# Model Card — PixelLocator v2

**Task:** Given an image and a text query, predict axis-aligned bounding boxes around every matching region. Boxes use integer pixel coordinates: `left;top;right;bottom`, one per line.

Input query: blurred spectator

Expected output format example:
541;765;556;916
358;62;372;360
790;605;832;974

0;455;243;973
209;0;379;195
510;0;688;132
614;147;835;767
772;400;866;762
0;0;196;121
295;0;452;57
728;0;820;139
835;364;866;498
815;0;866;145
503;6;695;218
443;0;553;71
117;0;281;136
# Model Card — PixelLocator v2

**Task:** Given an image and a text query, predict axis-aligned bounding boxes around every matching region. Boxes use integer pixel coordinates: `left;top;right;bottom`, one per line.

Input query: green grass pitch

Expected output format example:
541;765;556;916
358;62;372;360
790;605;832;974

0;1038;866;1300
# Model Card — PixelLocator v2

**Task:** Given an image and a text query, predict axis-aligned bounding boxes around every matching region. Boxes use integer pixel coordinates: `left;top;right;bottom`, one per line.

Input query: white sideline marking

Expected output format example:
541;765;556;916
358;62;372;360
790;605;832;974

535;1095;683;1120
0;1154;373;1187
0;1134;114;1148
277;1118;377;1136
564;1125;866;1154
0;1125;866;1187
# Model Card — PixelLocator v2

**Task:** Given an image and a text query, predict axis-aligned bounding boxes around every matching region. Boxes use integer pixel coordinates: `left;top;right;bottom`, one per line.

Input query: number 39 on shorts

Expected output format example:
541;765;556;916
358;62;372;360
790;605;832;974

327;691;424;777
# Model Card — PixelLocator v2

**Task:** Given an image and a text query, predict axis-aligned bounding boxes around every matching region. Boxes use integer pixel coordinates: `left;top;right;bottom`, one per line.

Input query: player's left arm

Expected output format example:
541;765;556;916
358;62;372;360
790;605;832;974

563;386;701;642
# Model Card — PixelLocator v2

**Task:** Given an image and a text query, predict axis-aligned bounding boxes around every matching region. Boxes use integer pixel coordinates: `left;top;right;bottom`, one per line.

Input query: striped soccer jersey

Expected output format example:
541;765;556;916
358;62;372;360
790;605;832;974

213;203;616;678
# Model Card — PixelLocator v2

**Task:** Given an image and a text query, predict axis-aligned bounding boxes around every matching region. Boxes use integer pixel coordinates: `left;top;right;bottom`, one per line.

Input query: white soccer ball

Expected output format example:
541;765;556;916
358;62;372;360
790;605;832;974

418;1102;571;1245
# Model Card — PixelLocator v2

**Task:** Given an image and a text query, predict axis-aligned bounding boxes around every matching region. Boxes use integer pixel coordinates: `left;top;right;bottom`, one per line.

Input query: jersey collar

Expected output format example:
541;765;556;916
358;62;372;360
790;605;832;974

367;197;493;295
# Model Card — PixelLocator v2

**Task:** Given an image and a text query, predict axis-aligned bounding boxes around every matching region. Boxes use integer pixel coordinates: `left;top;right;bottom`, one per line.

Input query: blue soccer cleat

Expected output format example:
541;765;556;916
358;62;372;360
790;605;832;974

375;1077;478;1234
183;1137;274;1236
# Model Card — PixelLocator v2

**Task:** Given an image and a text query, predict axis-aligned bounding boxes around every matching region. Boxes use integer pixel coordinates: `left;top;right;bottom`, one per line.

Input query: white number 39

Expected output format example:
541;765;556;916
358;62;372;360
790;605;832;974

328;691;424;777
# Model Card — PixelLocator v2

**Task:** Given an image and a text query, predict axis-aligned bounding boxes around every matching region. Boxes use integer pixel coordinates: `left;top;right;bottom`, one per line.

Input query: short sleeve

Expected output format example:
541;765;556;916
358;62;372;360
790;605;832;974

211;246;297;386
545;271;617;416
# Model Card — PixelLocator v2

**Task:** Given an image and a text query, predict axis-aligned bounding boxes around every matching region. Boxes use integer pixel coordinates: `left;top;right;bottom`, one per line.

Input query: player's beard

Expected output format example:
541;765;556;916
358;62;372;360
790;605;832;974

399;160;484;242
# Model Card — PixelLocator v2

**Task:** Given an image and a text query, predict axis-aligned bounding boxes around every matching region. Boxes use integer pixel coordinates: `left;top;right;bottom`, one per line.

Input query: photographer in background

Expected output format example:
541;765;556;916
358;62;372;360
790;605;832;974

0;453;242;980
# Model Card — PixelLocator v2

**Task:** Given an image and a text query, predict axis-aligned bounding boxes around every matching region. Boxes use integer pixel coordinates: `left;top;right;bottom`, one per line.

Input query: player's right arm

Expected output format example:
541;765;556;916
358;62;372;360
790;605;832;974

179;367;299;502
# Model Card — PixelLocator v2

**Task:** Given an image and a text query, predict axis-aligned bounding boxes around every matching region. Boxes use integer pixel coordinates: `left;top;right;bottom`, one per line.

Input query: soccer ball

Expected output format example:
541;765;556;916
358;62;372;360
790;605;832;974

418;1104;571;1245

● ● ● ●

Exercise description.
Please put every line of the records above into a numbered list, leaving out the blank lines.

Exercise answer.
1. # Model Card — PixelLocator v2
2. **Task:** Given an image and a text query, predict axis-aligned bounding boxes around every matching region. Boxes use integer pixel coordinates: `left;top;right;bottom`, one per line.
3. Input query: blurred spectator
4. Expected output format example:
5. 541;765;556;916
6. 358;62;372;360
7. 790;605;832;974
8. 0;455;243;973
9. 209;0;379;195
10. 510;0;688;132
11. 614;147;835;767
12. 772;400;866;762
13. 0;0;196;121
14. 295;0;452;57
15. 728;0;820;139
16. 835;364;866;498
17. 815;0;866;145
18. 503;6;695;218
19. 443;0;553;71
20. 117;0;281;136
21. # Model Card — PixelLocator v2
22. **Task:** Given an image and a text query, predict axis-aligned bounding boxes around every matching region. Boxes use integer pixel coordinates: `left;top;right;bottom`, one per line.
23. Input query: green grass pitch
24. Expected output format example:
25. 541;765;556;916
26. 358;62;372;360
27. 790;605;832;974
28. 0;1038;866;1300
29. # Model Card — PixelLocator v2
30. **Task:** Given an image and a text query, predict axis-aligned bounding boxes around every matching region. Boxes use integer pixel coordinates: `left;top;right;bottom`, one per line.
31. Input query: white sideline marking
32. Expected output format example:
33. 541;765;556;916
34. 358;62;372;360
35. 790;605;832;974
36. 535;1095;683;1120
37. 0;1154;373;1187
38. 0;1134;114;1148
39. 277;1118;377;1136
40. 564;1125;866;1154
41. 0;1125;866;1187
42. # Model Card — PixelLocator v2
43. **Task:** Given an image and a text query, predict axis-aligned bounding boxes around every matching region. Boxes use integer pixel coordinates: `left;top;right;bottom`, one per line.
44. Input query: number 39 on shorts
45. Expected output format example:
46. 541;765;556;916
47. 358;62;372;360
48. 790;605;832;974
49. 327;691;424;777
50. # Model Card — PixelLocator v2
51. **Task:** Given an image and a text query, predict axis-aligned bounding boxes around every matching region. Boxes use integer pixel coordinates: `left;top;right;bottom`, one per line.
52. Input query: player's left arm
53. Expected output format example:
54. 541;765;556;916
55. 358;62;372;360
56. 790;605;832;974
57. 563;386;701;642
58. # Model Card — PixelLocator v2
59. **Task:** Given an image and a text query, predict axis-aligned bounding boxes around every matching region. Boxes use integer pixel coordinates: `left;top;right;bottom`, one per line.
60. Input query: striped soccer jersey
61. Expected output format example:
62. 541;765;556;916
63. 358;62;372;360
64. 790;605;832;974
65. 213;203;616;678
66. # Model Card — PixelLocator v2
67. **Task:** Given an image and a text query, predict axis-aligned bounding boxes around every matching region. Boxes use integer pixel coordinates: `left;top;right;bottom`, one per line.
68. Input query: white soccer ball
69. Expected output format example:
70. 541;765;556;916
71. 358;62;372;360
72. 790;605;832;974
73. 418;1102;571;1245
74. # Model Card — PixelLocator v2
75. **Task:** Given an image and a text query, predict axis-aligned bounding boxes around every matching region. Boxes use integer pixel coordinates: `left;top;right;bottom`, one per line.
76. Input query: jersey collar
77. Expected output format example:
78. 541;765;556;916
79. 358;62;372;360
80. 790;605;832;974
81. 367;197;493;295
82. # Model Card — PixelLocator v2
83. **Task:** Given an image and a text query, predict axis-aligned bounding boxes around every matching region. Boxes use integer pixel coordinates: `left;top;right;bottom`, one per line.
84. Input query: blue soccer cleat
85. Expected output format example:
86. 541;765;556;916
87. 358;62;372;360
88. 790;605;832;974
89. 375;1077;478;1234
90. 183;1137;274;1236
91. # Model Card — PixelLocator v2
92. **Task:** Given an image and a text query, predict axis-aligned bounding boxes around every matching region. Boxes use integer pixel coordinates: `left;top;right;bottom`, one per line.
93. Input query: white number 39
94. Expected output format example:
95. 541;765;556;916
96. 358;62;372;360
97. 790;605;832;974
98. 328;691;424;777
99. # Model Card — PixelLocator v2
100. **Task:** Given an image and a text query, predict axis-aligned bounding boxes around every matching region. Boxes use integer pixel coordinates: `left;top;right;bottom`, one per line.
101. Input query: short sleeve
102. Expected output format example:
103. 541;765;556;916
104. 358;62;372;360
105. 790;605;832;974
106. 211;246;297;386
107. 545;271;617;416
108. # Model Card — PixelLocator v2
109. **Task:** Given an image and a text query, predict axis-aligned bounding boxes around every matching region. Boxes use integer pixel coordinates: `left;top;right;bottom`, one per line.
110. Input query: player's beard
111. Expected output format example:
112. 541;765;556;916
113. 358;62;372;360
114. 790;605;832;974
115. 399;160;484;242
116. # Model Card — PixelLocator v2
117. **Task:** Given an image and a text query, predict axis-aligned bounding boxes around every matching region. Boxes use integer pixel coordinates: `left;top;right;bottom`, one per line.
118. Input query: photographer in background
119. Expected output format example:
120. 541;765;556;916
121. 358;62;372;360
122. 790;605;832;974
123. 0;453;242;980
124. # Model Card — PixelLocator v2
125. **Task:** Given an image and a text query, predict axis-aligned bounding boxes around every matching region. Boxes use integer pixel coordinates: `left;top;right;bottom`, one per line.
126. Input query: player's right arm
127. Expected output format example:
128. 541;765;556;916
129. 358;62;372;360
130. 790;605;832;974
131. 179;367;299;502
132. # Model Card — PixelLocator v2
133. **Task:** Given an image and a text query, predict axis-aligned bounding boxes around every matching region. Boxes use integer pixel coordinates: `left;top;right;bottom`, one per line.
134. Input query: soccer ball
135. Expected output format example:
136. 541;765;556;916
137. 358;62;372;360
138. 790;605;832;974
139. 418;1104;571;1245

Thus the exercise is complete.